Written instruction
Count the lines below that contain the string "lake". Return only that number.

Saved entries
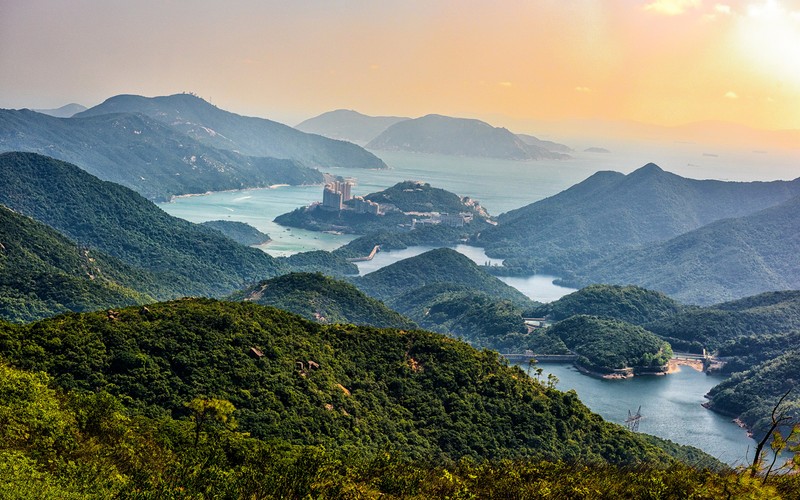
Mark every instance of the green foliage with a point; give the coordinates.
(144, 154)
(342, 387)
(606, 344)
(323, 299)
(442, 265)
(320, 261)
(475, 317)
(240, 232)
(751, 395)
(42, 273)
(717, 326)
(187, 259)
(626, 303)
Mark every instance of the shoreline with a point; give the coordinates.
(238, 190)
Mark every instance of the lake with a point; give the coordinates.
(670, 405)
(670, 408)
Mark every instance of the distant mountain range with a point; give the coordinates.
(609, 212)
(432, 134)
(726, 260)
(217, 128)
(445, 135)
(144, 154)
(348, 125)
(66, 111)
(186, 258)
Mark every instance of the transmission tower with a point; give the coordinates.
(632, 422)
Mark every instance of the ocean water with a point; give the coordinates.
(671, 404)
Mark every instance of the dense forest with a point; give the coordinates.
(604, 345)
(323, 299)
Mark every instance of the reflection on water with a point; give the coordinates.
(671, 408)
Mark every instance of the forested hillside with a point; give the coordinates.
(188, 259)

* * *

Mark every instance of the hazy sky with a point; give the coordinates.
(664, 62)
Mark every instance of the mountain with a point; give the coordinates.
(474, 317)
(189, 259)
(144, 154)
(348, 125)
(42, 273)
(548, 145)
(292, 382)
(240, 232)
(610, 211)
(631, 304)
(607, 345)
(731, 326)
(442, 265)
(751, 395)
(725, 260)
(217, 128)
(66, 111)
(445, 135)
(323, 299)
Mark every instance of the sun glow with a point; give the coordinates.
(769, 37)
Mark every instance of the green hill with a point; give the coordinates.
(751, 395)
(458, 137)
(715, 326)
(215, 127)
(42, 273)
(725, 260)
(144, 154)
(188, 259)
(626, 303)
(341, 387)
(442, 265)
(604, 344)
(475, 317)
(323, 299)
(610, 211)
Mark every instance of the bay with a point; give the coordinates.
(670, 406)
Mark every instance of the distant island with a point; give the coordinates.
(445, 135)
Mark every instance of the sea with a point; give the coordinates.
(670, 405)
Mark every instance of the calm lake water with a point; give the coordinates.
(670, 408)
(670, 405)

Exercise solution
2